_WHAT IS EXPECTED:_ Please copy the listing below in its entirety, without alteration.
[MATERIAL FOR THE TASK Boundary: Start]
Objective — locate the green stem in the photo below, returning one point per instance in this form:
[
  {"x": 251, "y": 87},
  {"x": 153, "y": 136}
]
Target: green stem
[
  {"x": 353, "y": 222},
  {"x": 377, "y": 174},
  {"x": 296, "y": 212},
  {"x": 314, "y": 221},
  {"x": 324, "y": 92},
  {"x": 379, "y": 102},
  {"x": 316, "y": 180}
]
[MATERIAL FOR THE TASK Boundary: End]
_ANSWER AREA:_
Objective — locate the green stem in the photo below, returning one point per instance in this form:
[
  {"x": 251, "y": 87},
  {"x": 153, "y": 136}
]
Target: green stem
[
  {"x": 353, "y": 222},
  {"x": 377, "y": 174},
  {"x": 296, "y": 212},
  {"x": 314, "y": 221},
  {"x": 324, "y": 92},
  {"x": 379, "y": 102},
  {"x": 316, "y": 180}
]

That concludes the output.